▶ [The exercise]
Throughout the records, change "Result" to "Output" and leave every other line unchanged.

▶ [Records from a data collection]
>>>

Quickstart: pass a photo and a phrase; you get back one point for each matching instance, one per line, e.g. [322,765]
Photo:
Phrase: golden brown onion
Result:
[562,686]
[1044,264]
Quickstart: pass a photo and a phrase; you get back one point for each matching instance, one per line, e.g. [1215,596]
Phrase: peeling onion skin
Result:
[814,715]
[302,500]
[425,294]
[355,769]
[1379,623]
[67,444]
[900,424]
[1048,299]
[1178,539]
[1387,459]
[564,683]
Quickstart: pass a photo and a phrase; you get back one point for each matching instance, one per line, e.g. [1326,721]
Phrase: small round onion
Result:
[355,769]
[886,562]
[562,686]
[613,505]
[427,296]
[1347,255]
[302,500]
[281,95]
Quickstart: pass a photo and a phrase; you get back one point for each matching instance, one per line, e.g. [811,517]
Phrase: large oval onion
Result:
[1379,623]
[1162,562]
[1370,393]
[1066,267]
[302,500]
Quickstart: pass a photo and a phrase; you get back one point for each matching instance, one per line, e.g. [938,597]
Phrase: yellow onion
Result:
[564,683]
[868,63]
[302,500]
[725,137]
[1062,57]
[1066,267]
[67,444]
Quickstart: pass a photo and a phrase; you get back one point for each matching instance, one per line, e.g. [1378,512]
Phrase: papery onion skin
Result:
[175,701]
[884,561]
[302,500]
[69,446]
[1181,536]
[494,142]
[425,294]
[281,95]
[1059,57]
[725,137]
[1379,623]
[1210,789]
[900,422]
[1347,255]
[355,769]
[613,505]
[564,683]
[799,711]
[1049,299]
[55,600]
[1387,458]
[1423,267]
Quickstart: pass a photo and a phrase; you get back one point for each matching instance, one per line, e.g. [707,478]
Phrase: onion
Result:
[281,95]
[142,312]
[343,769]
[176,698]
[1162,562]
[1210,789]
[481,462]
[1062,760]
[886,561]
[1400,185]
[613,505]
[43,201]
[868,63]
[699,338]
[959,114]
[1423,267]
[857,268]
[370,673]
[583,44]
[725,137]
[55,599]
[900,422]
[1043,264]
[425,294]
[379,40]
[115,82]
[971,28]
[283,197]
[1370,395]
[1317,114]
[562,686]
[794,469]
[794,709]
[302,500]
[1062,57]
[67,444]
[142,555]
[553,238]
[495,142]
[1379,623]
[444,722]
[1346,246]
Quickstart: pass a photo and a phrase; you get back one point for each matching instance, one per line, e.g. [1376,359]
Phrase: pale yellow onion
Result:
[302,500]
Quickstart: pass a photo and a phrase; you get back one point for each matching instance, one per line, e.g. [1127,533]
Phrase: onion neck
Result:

<<<

▶ [Solution for this task]
Quickstart: pass a photo and a phrase; you get back one point for each matching instance, one per line, e.g. [322,765]
Photo:
Phrase: golden brown onion
Output:
[562,686]
[1044,264]
Quickstart: pass a photo and a phrase; you get back one point for each matching instance, one per line, e.g. [1215,596]
Phrase: peeling onion skin
Output:
[814,715]
[302,500]
[425,294]
[355,769]
[1379,623]
[67,444]
[900,424]
[1048,299]
[1178,539]
[1387,459]
[564,683]
Quickstart: pass a photo and a phrase; you get back one point for each matching instance, one per line, e.g. [1326,721]
Phrase: small round onion
Output:
[355,769]
[886,562]
[562,686]
[613,505]
[427,296]
[1347,255]
[302,500]
[281,95]
Quickstart: pass a photo and a phrase; you get back one point for each matching instance, one per line, e.g. [811,517]
Phrase: large oval onion
Output:
[1379,623]
[1162,562]
[1370,393]
[1066,267]
[302,500]
Quickstart: pass a photo and a phrase; you get back one point for each matching instance, one per line, e.g. [938,597]
Phrase: yellow onion
Output:
[564,683]
[868,63]
[302,500]
[725,137]
[1062,57]
[1066,267]
[67,444]
Quickstart: pass a photo and a phrase; you get back one point for each matching instance, one per line, e.g. [1378,512]
Phrase: papery onion skin
Output:
[175,701]
[884,561]
[302,500]
[69,446]
[1181,536]
[494,142]
[425,294]
[281,95]
[1059,57]
[725,137]
[1379,623]
[1210,789]
[900,422]
[1347,255]
[355,769]
[613,505]
[564,683]
[799,711]
[1049,299]
[55,600]
[1387,458]
[1423,267]
Quickstart: pass a photo and a phrase; you get back one point for each matching instance, one per line, e.g. [707,478]
Phrase: onion
Output:
[281,95]
[142,312]
[343,769]
[176,698]
[1162,562]
[1210,789]
[481,462]
[1062,760]
[886,561]
[1400,185]
[613,505]
[43,201]
[868,63]
[699,338]
[959,114]
[1423,267]
[857,268]
[370,673]
[583,44]
[725,137]
[55,599]
[900,422]
[1043,264]
[425,294]
[379,40]
[115,82]
[971,28]
[283,197]
[1370,395]
[1317,114]
[562,686]
[794,469]
[794,709]
[302,500]
[1062,57]
[67,444]
[142,555]
[553,238]
[495,142]
[1379,623]
[444,722]
[1346,246]
Quickstart: pass a photo and a phrase; you get back one point for each matching instance, one per line, e.g. [1376,359]
Phrase: pale yellow onion
Output:
[302,500]
Quickstart: pass a photo and a phrase; you get back one point for each matching instance, one per line, e.g. [1127,533]
Phrase: onion neck
Output:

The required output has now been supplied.